Work request:
Omit images. Retype all entries verbatim.

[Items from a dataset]

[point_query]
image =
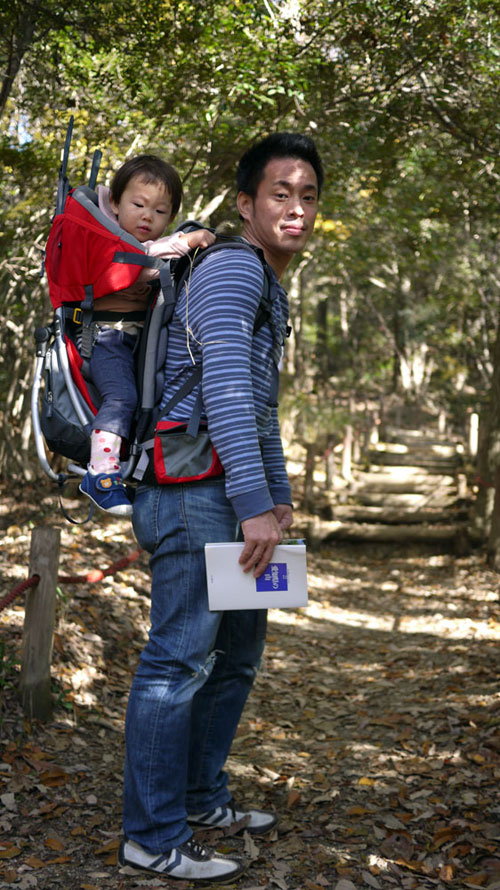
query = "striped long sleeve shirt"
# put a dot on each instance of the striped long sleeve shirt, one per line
(214, 321)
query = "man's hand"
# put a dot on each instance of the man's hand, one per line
(284, 515)
(261, 534)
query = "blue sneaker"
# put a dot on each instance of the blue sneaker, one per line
(108, 492)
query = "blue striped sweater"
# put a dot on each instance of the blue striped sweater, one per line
(215, 317)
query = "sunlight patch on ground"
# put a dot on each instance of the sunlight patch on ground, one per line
(431, 623)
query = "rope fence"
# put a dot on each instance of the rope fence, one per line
(91, 577)
(35, 688)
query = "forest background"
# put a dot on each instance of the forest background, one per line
(396, 299)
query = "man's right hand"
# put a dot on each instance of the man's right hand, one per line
(261, 534)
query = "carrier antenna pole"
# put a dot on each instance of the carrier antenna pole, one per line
(96, 161)
(63, 185)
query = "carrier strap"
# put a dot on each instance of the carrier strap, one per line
(138, 259)
(87, 306)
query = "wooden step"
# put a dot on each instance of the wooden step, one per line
(396, 516)
(430, 464)
(407, 501)
(404, 533)
(401, 484)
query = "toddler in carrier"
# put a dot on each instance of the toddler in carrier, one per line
(144, 198)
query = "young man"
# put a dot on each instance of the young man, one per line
(198, 666)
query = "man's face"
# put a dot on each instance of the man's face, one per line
(281, 217)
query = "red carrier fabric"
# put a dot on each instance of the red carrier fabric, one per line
(81, 250)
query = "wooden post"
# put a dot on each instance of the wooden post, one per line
(473, 434)
(347, 454)
(39, 622)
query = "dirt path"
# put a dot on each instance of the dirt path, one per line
(372, 729)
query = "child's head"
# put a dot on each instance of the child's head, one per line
(145, 194)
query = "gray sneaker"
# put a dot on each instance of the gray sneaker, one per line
(253, 821)
(188, 862)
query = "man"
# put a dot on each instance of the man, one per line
(198, 666)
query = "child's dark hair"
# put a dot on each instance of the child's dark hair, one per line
(151, 169)
(251, 167)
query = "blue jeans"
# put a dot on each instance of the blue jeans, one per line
(112, 369)
(194, 674)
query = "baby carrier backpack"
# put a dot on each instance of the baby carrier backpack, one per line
(85, 246)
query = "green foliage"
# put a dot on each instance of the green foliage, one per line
(400, 288)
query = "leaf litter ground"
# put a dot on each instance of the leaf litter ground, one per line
(373, 727)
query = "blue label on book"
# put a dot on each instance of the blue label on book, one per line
(274, 578)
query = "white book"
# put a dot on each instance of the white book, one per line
(283, 584)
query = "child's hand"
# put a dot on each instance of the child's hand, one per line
(200, 238)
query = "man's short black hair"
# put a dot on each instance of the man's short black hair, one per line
(251, 167)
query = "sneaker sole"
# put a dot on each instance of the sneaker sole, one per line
(228, 879)
(113, 511)
(206, 826)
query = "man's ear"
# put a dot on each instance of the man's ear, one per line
(244, 204)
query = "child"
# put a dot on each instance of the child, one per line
(144, 198)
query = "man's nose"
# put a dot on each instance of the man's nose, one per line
(295, 207)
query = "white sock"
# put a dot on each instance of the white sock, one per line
(104, 452)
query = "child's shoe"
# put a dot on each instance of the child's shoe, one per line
(108, 492)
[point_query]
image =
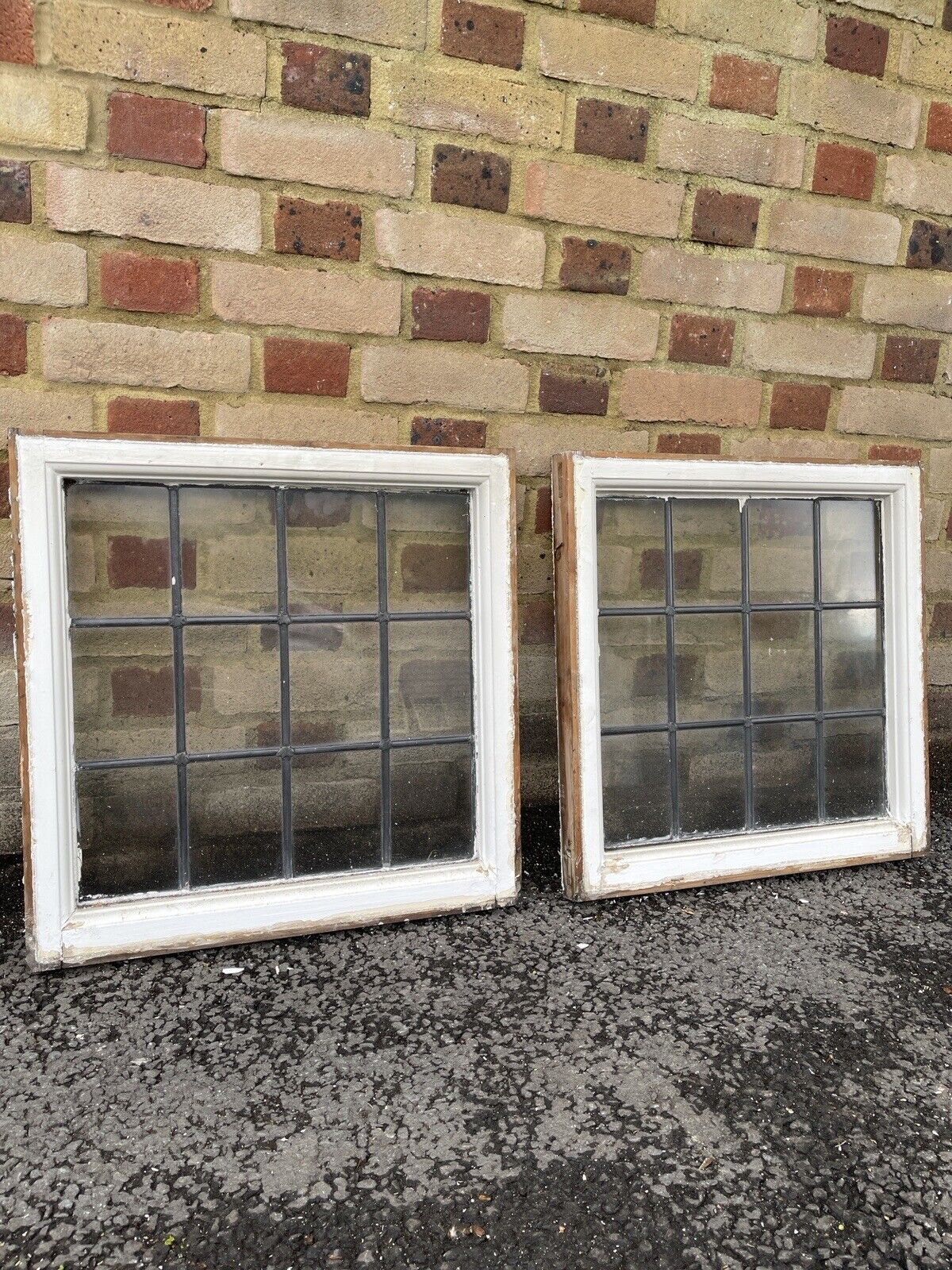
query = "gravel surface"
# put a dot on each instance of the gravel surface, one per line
(743, 1076)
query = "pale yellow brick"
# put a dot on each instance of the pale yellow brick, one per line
(714, 281)
(473, 102)
(626, 57)
(919, 183)
(419, 372)
(158, 209)
(926, 60)
(203, 54)
(583, 325)
(608, 200)
(302, 425)
(42, 273)
(99, 352)
(38, 112)
(309, 298)
(797, 347)
(393, 23)
(781, 27)
(42, 412)
(691, 397)
(909, 298)
(812, 226)
(888, 412)
(837, 101)
(460, 247)
(742, 154)
(317, 152)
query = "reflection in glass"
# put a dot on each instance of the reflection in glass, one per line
(336, 810)
(781, 550)
(782, 664)
(127, 831)
(854, 772)
(634, 670)
(852, 660)
(234, 817)
(631, 568)
(432, 803)
(708, 666)
(785, 774)
(636, 787)
(711, 780)
(848, 556)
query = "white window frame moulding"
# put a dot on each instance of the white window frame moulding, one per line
(592, 873)
(63, 931)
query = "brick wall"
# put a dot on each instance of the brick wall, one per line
(706, 226)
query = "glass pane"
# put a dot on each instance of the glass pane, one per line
(332, 552)
(854, 774)
(848, 556)
(127, 831)
(117, 550)
(636, 787)
(782, 667)
(334, 683)
(711, 780)
(336, 810)
(232, 687)
(708, 666)
(706, 550)
(235, 550)
(428, 552)
(632, 671)
(852, 660)
(785, 774)
(431, 692)
(631, 552)
(234, 816)
(432, 804)
(124, 694)
(781, 556)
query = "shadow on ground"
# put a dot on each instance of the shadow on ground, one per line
(743, 1076)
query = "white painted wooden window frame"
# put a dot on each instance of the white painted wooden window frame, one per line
(590, 872)
(63, 931)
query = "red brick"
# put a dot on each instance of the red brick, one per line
(149, 283)
(17, 32)
(470, 178)
(857, 46)
(630, 10)
(611, 130)
(573, 394)
(844, 171)
(739, 84)
(909, 360)
(689, 444)
(16, 197)
(800, 406)
(727, 220)
(152, 417)
(328, 230)
(156, 127)
(589, 264)
(708, 341)
(306, 366)
(455, 315)
(939, 131)
(333, 80)
(822, 292)
(13, 344)
(482, 33)
(467, 433)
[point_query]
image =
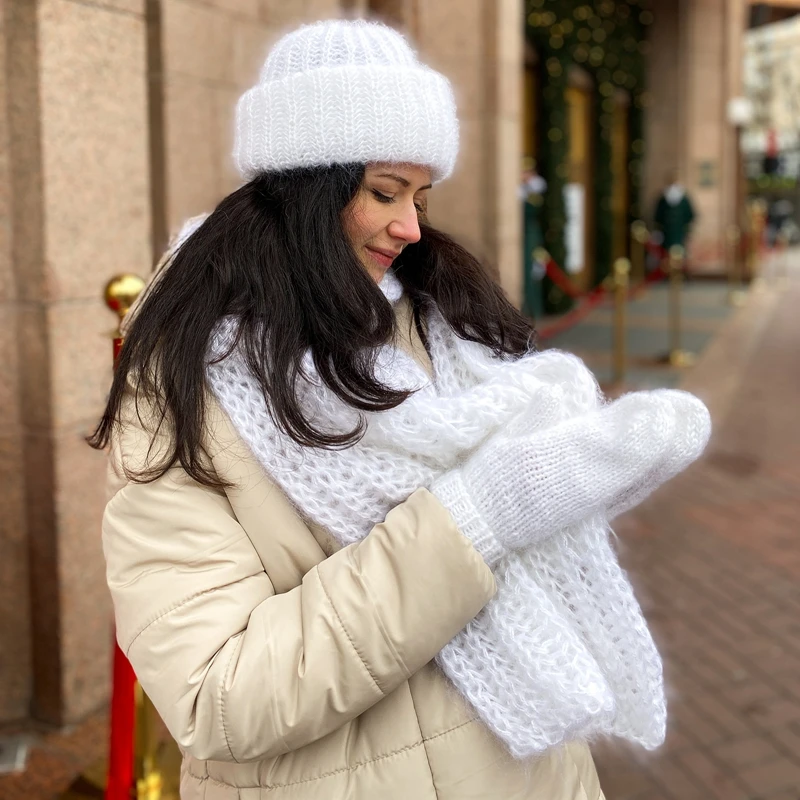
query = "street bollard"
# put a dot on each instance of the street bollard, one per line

Finished exercise:
[point_query]
image =
query = "striped long sleeve shirt"
# put a dot on each instance of the striped long sleeve shirt, one per line
(214, 321)
query = "man's hand"
# put a dot on each instance of the man's hand, one per line
(284, 515)
(261, 534)
query = "blue sneaker"
# put a dot on each instance of the blue sneaker, one per line
(108, 492)
query = "blue striped sweater"
# put a dot on each instance of the blue striped sweater, one per line
(215, 317)
query = "sunlight patch on ground"
# put a dot on each instance of the sunlight patch on ground, one per line
(431, 623)
query = "rope fence"
# put a dot on each instance of the rope fence, one per line
(91, 577)
(35, 688)
query = "forest background"
# put a dot on each instance of the forest background, one per line
(396, 299)
query = "man's right hand"
# put a dot on each instance of the man's right hand, one per line
(261, 534)
query = "carrier antenna pole"
# put a dot on each instance of the carrier antenna pole, one per line
(96, 161)
(63, 185)
query = "carrier strap"
# put a dot on each instance of the carrier strap, one per line
(138, 259)
(87, 306)
query = "wooden step"
# put a dot on each instance of the wooden step, one per line
(396, 516)
(430, 464)
(407, 501)
(404, 533)
(401, 484)
query = "toddler in carrier"
# put a dot on each instance of the toddler in carrier, one per line
(144, 198)
query = "young man"
# put a dot on each instance of the young man, one per line
(198, 666)
query = "man's face"
# put a dot on each instance of the man's face, one per line
(281, 217)
query = "red carrier fabric"
# put a dot on each instance of the red carrier fabric, one per line
(81, 250)
query = "wooden post"
# put a dot on each instance of the wooden post, one per line
(473, 434)
(347, 454)
(39, 622)
query = "dirt path"
# put a dot on each instance of the dirt path, one per line
(372, 729)
query = "child's head"
# put a dot on each instance of the child's head, one per line
(145, 194)
query = "gray sneaker"
# put a dot on each instance of the gray sneaker, one per line
(253, 821)
(188, 862)
query = "man"
# put a dot on each instance of the man, one per line
(198, 666)
query = "child's dark hair"
# put a dot on each instance of the child's dark hair, one per line
(151, 169)
(251, 167)
query = "blue jeans"
# put a dot on each instance of the blue jeans, one per line
(112, 369)
(194, 674)
query = "baby carrier backpack"
# put a dot on each instance of the baby carrier backpack, one per line
(85, 246)
query = "green foliage"
# put a dot on each instance of the green foliage, one per line
(400, 288)
query = "leaf litter ground"
# put a dot on each instance of the leaf litter ground, one per line
(373, 727)
query = "blue label on book"
# put a dot on each instance of the blue label on book, one per line
(274, 578)
query = "white book"
# put a dot on each instance of the white book, one per line
(283, 584)
query = "child's hand"
# put a dot on each instance of the child's hand, one per line
(200, 238)
query = "man's short black hair"
# put a dot on each instance of the man's short black hair, one per line
(251, 167)
query = "sneaker sole"
# put a dot on each instance of the sneaker sole, one per line
(228, 879)
(113, 511)
(206, 826)
query = "man's ear"
# put a dot on each instance of the man's ear, one per line
(244, 204)
query = "child"
# put a dot on each instance of the child, one per line
(144, 198)
query = "man's nose"
# put a dot on each instance of the man's nose, one per line
(295, 207)
query = "white sock"
# put a dot on each instance of the white sock, one per line
(104, 452)
query = "child's shoe"
# put a dot on each instance of the child's shoe, one per line
(108, 492)
[point_query]
image =
query = "gravel surface"
# put a dot on each instance of the gravel surface, one per line
(743, 1076)
query = "pale yellow brick"
# put a dot on each instance of the pale yellow brick, one per line
(714, 281)
(473, 102)
(626, 57)
(919, 183)
(419, 372)
(158, 209)
(926, 60)
(203, 54)
(583, 325)
(608, 200)
(302, 425)
(42, 273)
(99, 352)
(38, 112)
(309, 298)
(797, 347)
(393, 23)
(781, 27)
(42, 412)
(691, 397)
(909, 298)
(812, 226)
(888, 412)
(837, 101)
(460, 247)
(742, 154)
(317, 152)
query = "reflection in glass"
# put a dot on each instance of the reflection in glass, one per line
(336, 810)
(781, 550)
(782, 664)
(127, 831)
(854, 772)
(634, 670)
(852, 660)
(234, 817)
(631, 568)
(432, 803)
(708, 666)
(785, 774)
(636, 787)
(711, 780)
(848, 556)
query = "white window frame moulding"
# put a dot on each instance of the white window frame moulding, one per line
(592, 873)
(63, 931)
query = "brick wall"
# put a dot on each instance of the brick wall, one per line
(706, 226)
query = "glass pane"
# put a dot on each instance of the glass pane, one per line
(332, 552)
(854, 774)
(848, 556)
(127, 831)
(117, 550)
(636, 787)
(782, 667)
(334, 683)
(711, 780)
(336, 810)
(232, 687)
(708, 666)
(706, 550)
(235, 550)
(428, 552)
(632, 671)
(852, 660)
(785, 774)
(431, 692)
(631, 552)
(234, 816)
(432, 804)
(124, 694)
(781, 556)
query = "shadow on ground"
# put a dot on each instance of the shadow on ground, one per line
(743, 1076)
query = "white painted wooden window frame"
# put a dot on each instance of the white painted wooden window frame, one per line
(590, 872)
(63, 931)
query = "red brick"
# put a dot on each instance of the red brick, one per line
(149, 283)
(17, 32)
(470, 178)
(857, 46)
(630, 10)
(611, 130)
(573, 394)
(844, 171)
(739, 84)
(909, 360)
(689, 444)
(16, 197)
(800, 406)
(727, 220)
(152, 417)
(328, 230)
(156, 127)
(589, 264)
(708, 341)
(306, 366)
(455, 315)
(939, 131)
(333, 80)
(822, 292)
(13, 344)
(482, 33)
(467, 433)
[point_query]
image =
query = "street bollard"
# put a dot on each instance of the street bollard, one per line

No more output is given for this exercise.